Problem statement: The required output is the line that contains "the dark green" plus every line after it in the listing below, copied exactly as it appears.

Items listed in a dataset:
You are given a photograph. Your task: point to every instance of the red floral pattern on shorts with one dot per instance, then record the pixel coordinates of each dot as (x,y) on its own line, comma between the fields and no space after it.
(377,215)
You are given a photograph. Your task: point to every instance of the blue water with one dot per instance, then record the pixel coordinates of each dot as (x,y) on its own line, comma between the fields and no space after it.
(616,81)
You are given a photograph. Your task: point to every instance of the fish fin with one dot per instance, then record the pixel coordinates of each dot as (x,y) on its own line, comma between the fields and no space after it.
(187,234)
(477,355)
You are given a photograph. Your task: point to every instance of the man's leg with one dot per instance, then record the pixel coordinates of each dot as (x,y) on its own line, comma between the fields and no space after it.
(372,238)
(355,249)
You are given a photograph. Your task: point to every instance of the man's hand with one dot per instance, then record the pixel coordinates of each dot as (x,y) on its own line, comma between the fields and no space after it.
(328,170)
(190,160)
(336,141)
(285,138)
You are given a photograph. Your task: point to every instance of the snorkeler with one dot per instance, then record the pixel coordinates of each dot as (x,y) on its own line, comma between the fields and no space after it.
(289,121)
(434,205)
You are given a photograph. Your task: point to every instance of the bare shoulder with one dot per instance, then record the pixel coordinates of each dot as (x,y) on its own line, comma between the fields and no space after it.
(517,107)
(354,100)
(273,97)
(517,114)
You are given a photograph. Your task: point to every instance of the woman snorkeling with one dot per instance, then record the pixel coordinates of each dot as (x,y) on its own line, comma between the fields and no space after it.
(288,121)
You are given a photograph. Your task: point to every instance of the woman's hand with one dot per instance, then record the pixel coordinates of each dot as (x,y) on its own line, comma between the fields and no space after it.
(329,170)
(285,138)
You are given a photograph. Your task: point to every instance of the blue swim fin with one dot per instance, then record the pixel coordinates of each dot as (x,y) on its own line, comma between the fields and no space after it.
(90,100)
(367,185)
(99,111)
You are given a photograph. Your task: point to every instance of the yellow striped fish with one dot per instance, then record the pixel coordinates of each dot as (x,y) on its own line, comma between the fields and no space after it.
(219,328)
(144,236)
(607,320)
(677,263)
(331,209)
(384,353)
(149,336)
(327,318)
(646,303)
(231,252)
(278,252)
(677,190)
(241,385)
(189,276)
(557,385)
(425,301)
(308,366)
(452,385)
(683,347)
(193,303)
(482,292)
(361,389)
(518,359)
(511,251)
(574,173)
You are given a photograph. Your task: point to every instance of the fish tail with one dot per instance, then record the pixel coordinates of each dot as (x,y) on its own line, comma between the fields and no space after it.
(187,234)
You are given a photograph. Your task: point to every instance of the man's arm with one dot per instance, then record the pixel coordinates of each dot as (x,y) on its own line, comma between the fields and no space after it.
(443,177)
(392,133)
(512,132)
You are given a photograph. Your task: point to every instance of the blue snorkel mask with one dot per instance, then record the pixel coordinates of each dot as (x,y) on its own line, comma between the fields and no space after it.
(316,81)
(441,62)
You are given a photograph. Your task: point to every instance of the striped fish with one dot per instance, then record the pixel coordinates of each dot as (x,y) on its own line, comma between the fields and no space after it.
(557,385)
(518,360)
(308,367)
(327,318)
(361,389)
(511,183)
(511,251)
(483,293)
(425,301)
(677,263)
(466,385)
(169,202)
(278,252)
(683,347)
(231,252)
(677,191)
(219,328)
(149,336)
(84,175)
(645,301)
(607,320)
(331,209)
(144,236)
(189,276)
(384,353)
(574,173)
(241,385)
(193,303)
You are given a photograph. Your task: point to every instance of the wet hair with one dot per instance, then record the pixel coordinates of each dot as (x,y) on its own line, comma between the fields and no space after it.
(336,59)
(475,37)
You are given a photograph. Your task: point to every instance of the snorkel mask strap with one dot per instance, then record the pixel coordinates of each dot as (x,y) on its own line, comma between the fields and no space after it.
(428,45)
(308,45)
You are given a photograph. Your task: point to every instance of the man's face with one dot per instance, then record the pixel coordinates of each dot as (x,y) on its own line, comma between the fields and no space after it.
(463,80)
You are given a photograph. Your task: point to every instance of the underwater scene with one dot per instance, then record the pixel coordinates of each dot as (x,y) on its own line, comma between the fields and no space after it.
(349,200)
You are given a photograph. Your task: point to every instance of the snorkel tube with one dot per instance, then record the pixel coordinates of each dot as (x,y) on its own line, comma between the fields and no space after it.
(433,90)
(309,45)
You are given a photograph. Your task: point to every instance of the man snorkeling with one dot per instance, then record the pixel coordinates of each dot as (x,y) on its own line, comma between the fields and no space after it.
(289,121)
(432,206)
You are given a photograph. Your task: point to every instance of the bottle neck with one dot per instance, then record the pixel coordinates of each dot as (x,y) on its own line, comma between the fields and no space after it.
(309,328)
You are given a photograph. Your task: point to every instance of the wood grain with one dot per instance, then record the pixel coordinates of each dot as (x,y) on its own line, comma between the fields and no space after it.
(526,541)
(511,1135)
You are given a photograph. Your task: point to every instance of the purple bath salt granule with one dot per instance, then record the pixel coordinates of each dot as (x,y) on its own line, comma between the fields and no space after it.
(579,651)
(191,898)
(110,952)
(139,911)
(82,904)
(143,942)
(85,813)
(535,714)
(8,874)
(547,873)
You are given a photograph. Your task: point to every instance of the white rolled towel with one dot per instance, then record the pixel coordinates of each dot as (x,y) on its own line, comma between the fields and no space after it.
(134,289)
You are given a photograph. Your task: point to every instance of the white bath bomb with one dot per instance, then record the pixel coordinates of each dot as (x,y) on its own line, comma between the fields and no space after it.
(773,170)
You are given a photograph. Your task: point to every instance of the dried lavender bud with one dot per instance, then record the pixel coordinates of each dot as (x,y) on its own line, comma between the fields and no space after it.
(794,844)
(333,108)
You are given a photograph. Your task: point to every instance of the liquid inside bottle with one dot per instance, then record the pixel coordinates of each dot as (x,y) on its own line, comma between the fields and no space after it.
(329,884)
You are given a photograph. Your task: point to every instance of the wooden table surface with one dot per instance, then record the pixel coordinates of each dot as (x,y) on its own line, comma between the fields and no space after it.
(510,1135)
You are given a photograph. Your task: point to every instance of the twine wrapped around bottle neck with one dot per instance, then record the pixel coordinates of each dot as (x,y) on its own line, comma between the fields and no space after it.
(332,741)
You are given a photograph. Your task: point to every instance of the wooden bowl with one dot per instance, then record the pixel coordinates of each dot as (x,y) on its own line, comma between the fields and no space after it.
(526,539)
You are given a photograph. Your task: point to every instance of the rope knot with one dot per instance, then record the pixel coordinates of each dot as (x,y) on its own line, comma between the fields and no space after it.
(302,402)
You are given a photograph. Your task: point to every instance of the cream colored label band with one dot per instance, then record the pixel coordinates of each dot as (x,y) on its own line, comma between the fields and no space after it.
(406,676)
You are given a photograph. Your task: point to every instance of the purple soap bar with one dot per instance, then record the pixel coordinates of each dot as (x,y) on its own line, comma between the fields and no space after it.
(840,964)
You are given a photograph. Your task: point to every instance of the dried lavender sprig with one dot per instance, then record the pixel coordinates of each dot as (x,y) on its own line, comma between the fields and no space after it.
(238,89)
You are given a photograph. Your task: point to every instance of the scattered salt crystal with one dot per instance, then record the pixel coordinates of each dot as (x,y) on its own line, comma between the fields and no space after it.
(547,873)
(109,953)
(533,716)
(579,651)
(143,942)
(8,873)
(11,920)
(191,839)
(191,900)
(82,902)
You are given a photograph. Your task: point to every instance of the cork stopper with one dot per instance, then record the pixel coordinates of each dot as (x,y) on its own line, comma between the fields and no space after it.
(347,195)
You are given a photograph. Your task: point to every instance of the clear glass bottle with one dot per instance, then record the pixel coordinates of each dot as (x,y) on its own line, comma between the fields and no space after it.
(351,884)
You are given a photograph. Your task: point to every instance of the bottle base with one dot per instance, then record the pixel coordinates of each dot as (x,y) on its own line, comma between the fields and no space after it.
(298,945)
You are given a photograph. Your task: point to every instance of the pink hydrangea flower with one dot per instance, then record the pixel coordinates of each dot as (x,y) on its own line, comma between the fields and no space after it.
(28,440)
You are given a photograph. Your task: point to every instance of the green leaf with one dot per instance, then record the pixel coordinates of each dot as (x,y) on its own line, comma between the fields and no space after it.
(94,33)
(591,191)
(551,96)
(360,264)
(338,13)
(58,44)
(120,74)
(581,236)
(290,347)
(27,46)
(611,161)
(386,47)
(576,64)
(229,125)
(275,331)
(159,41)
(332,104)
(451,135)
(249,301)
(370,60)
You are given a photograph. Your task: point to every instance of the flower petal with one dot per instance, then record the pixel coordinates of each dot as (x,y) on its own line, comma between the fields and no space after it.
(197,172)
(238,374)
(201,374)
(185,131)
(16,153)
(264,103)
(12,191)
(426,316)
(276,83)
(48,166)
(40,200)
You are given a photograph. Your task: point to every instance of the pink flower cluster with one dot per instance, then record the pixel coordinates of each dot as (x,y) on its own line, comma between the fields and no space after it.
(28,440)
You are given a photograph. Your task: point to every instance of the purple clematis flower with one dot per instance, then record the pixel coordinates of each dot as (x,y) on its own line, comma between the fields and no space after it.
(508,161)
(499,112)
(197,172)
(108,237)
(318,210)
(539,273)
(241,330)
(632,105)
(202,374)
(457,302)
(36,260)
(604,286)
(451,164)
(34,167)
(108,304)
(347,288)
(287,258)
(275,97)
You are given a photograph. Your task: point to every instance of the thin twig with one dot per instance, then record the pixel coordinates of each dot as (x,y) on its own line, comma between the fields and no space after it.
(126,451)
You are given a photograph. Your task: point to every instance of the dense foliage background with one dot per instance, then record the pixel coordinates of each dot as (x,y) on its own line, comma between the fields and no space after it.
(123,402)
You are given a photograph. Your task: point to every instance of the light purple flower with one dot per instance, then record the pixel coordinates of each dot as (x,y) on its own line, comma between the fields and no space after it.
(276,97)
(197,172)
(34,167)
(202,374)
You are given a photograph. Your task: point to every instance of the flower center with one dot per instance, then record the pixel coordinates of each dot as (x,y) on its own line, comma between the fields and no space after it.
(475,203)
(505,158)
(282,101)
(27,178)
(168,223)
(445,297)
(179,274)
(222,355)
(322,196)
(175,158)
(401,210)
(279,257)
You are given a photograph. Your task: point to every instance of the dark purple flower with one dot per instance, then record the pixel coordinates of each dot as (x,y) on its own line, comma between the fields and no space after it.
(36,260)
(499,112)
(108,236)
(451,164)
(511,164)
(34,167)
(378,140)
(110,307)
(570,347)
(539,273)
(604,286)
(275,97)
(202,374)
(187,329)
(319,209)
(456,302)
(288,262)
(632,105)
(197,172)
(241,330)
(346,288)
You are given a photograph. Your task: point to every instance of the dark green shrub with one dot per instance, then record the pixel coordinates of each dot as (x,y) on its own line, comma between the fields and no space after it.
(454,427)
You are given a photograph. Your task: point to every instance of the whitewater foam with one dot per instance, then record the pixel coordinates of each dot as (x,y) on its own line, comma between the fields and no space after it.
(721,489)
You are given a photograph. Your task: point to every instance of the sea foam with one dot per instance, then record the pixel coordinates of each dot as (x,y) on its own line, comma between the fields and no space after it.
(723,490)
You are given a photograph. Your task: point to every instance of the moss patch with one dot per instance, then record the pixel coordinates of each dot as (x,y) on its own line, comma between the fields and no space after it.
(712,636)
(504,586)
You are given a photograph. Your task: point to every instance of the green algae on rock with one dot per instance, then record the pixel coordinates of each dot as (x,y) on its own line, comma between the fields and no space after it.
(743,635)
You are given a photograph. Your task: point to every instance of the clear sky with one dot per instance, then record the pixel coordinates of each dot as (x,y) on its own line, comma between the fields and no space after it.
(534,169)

Exercise response:
You are given a photograph. Your task: point to every instance of the dark green shrub with one dot per instance, then record the pixel coordinates of each dot as (x,y) on its own line, comma between the fields and no space after it.
(454,427)
You are given a photograph. Your task: point to every instance of the whitewater foam with one dot per instance, then record the pixel coordinates of each dot as (x,y) on its own line, comma between the fields and no space after it.
(721,489)
You are given a photograph. Your task: point to every instance of the sea foam with one dot per instance, then record the pixel coordinates of each dot as (x,y) on its own line, comma between the fields and no space after it.
(723,490)
You are given a photograph. Your task: point to every instance of the moss patch with one dot per instance, then record the pixel coordinates of each dot as (x,y) on its own line, comma between the fields and no space after it.
(712,636)
(504,586)
You are given a photograph. Your task: point to every instance of the green algae on rock with one dot per instance, then record the pixel coordinates of each dot as (x,y) on its own line, comma between the fields and no space after it.
(743,635)
You are given a photograph. Your task: point to every instance of the clear sky with one dot per instance, then record the pixel coordinates of each dot as (x,y) on its own line, comma between the fields and no space after it.
(534,169)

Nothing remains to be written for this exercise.